*本文*.
——
声のニュアンスを表す「声色」という言葉があるように、文章にも色があると思う。ひとことであらわすならば、「文字色」とでも言うべきか。その人の性格や人柄が、文字色となって文章からにじみ出る。

エッセイのように日常が垣間見える文章はもちろん、小説のような創作物にも書き手の人柄を感じることができる。写真に添えられた短い文章にだってその人らしさが出る。noteで言えば、記事につけるハッシュタグにさえ「らしさ」を感じる。

何度もその人の文章を読み、その世界に浸ることで見えてくるものがある。それは、感情の揺れや心の奥にある願いや夢、そして恐れや不安なども。

文章はその人の心の奥につながる細い糸のようなもので、その糸をたどるとだんだん文字色が濃くなっていく。文字色は、その人が普段どんな感じで生活しているか、どんな思いで生きているのかを映し出す鏡みたいだ。

インターネットのおかげで、遠い異国の文字色が見えるようになった。正確な場所は分からないが、豊かな自然の中で育まれた文字色も見ることもできる。noteの文章に触れるたびに、見知らぬ土地を旅してる気分になる。

これまで何人か、noteつながりで会った人がいる。直接会ったこともあれば、Zoomの画面越しに声を聞くこともあった。とても楽しい時間なのだが、残念なことがひとつだけある。それは、文字色が見えづらくなることだ。

文字色は線香花火のようにささやかに光っている。それに比べ、声色は文字色よりもはるかに強い。その人の声を聞いた瞬間、声色が文字色を覆い隠してしまう。一度会った人の文章を読むとき、脳内ではその人の声色で再生されるようになる。

声には感情やニュアンスを直接伝える力があるから、文章よりもダイレクトに心に響く。だから声色は文字色よりも強い。でも、その強さゆえに繊細な文字色を消してしまう。だからこそ文字色が見える瞬間は特別なのだと思う。音のない世界で、純粋に文章だけでその人を感じ取る。それは読み手の勝手な解釈で見当違いなこともあるかもしれない。

でも、強引に引けばすぐに切れる細い糸も、相手のことを慮りながら手繰り寄せれば簡単には切れない。文字色で繋がった世界では、急に近づくことはできないが、一瞬で関係性が切れることもない。そんなインターネットならではの繋がりを、これからも大切にしていければな、と思う。
——
*課題*.
• A. 本文から「声のニュアンスを表す「声色」」から「ぬ土地を旅してる気分になる。」までをすべて抜き出してください。
• B. 本文によると、声色が文字色を覆い隠してしまうのはどの瞬間ですか？

*データセット*.
——
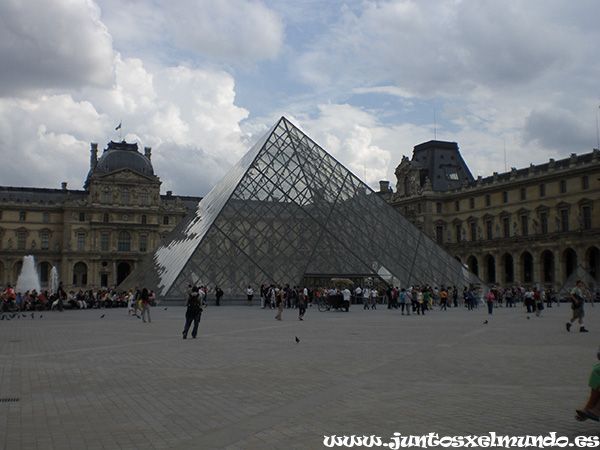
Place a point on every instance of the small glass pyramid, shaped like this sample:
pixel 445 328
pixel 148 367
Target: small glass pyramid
pixel 287 213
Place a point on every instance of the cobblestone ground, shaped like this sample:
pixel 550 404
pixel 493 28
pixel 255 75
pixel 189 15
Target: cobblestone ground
pixel 76 380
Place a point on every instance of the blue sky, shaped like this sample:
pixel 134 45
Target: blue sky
pixel 512 82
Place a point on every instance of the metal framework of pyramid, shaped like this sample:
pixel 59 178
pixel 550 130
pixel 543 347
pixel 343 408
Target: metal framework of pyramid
pixel 288 212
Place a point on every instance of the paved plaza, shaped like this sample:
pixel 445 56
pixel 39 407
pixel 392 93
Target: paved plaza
pixel 76 380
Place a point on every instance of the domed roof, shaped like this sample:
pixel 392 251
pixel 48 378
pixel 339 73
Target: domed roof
pixel 121 155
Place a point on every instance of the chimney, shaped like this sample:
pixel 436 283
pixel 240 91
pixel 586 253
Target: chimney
pixel 94 158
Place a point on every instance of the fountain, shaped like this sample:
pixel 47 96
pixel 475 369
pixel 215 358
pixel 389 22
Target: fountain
pixel 54 280
pixel 28 278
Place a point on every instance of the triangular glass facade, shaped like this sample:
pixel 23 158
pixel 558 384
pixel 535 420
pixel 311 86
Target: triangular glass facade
pixel 286 211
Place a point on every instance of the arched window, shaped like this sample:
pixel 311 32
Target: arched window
pixel 143 197
pixel 106 196
pixel 125 196
pixel 547 260
pixel 44 270
pixel 123 242
pixel 527 267
pixel 80 274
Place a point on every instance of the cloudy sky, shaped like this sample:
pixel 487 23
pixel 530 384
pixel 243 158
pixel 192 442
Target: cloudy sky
pixel 513 82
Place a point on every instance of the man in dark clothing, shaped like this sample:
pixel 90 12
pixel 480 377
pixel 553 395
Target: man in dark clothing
pixel 193 313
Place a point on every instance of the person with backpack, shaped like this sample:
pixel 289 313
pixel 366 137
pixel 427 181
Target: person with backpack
pixel 577 302
pixel 193 313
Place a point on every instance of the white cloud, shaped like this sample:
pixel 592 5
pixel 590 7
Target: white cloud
pixel 53 44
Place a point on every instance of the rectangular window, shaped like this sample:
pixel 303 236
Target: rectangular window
pixel 80 241
pixel 587 217
pixel 439 234
pixel 143 243
pixel 104 242
pixel 45 241
pixel 125 196
pixel 585 182
pixel 488 229
pixel 544 222
pixel 21 240
pixel 524 227
pixel 564 220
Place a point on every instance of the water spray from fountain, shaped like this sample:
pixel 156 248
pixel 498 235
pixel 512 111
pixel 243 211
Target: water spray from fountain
pixel 54 280
pixel 29 278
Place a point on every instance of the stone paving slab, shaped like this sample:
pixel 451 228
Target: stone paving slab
pixel 83 381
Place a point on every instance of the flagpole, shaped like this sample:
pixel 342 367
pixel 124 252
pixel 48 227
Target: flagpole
——
*解答*.
• A.
声のニュアンスを表す「声色」という言葉があるように、文章にも色があると思う。ひとことであらわすならば、「文字色」とでも言うべきか。その人の性格や人柄が、文字色となって文章からにじみ出る。

エッセイのように日常が垣間見える文章はもちろん、小説のような創作物にも書き手の人柄を感じることができる。写真に添えられた短い文章にだってその人らしさが出る。noteで言えば、記事につけるハッシュタグにさえ「らしさ」を感じる。

何度もその人の文章を読み、その世界に浸ることで見えてくるものがある。それは、感情の揺れや心の奥にある願いや夢、そして恐れや不安なども。

文章はその人の心の奥につながる細い糸のようなもので、その糸をたどるとだんだん文字色が濃くなっていく。文字色は、その人が普段どんな感じで生活しているか、どんな思いで生きているのかを映し出す鏡みたいだ。

インターネットのおかげで、遠い異国の文字色が見えるようになった。正確な場所は分からないが、豊かな自然の中で育まれた文字色も見ることもできる。noteの文章に触れるたびに、見知らぬ土地を旅してる気分になる。

• B. その人の声を聞いた瞬間です。